GIVEN TASK: Copy the listing below verbatim, keeping every line unchanged and in order.

--- DATA SHOWN ---

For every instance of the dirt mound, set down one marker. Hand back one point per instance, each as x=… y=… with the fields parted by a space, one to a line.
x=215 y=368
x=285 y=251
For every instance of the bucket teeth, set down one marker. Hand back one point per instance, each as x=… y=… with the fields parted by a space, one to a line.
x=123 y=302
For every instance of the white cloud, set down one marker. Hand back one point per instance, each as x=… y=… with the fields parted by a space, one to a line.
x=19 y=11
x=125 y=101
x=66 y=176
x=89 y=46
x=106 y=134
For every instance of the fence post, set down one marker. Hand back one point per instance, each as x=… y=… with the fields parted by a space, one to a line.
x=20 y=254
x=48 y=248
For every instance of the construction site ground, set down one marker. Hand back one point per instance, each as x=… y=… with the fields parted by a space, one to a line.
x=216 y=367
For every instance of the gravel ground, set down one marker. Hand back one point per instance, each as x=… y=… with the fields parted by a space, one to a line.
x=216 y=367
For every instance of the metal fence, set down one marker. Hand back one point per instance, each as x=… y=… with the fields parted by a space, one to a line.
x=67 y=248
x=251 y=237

---

WRITTEN ANSWER:
For every instance of the dirt mound, set down one marker. Hand back one point per instance, each as x=… y=… with the fields parted by a space, one to a line.
x=215 y=368
x=285 y=251
For every instance of the bucket teeth, set down one marker. Hand back one point per instance, each as x=… y=… with the fields parted by a space, one to a line.
x=123 y=302
For every instance of the white cloud, set down one marker. Hand back one point per instance, each as x=… y=… with the fields parted by a space, one to a line.
x=19 y=11
x=125 y=101
x=66 y=176
x=89 y=46
x=106 y=134
For every instance of the fence post, set down one marker. Hand back one point per instance, each as x=… y=… with the fields parted by a space, one to a line.
x=20 y=254
x=48 y=248
For every instance of the construction site ground, set down one marker. Hand back one point per instance, each as x=… y=… with the fields parted by a space, one to a line.
x=216 y=367
For every instance of the gravel ground, set down one marker. Hand back one point per instance, each as x=… y=… with the fields parted by a space, one to a line.
x=216 y=367
For every instance of the metal fence, set down one marker. Hand back one point per instance, each as x=… y=… with the fields parted by a space, one to a line.
x=67 y=248
x=251 y=237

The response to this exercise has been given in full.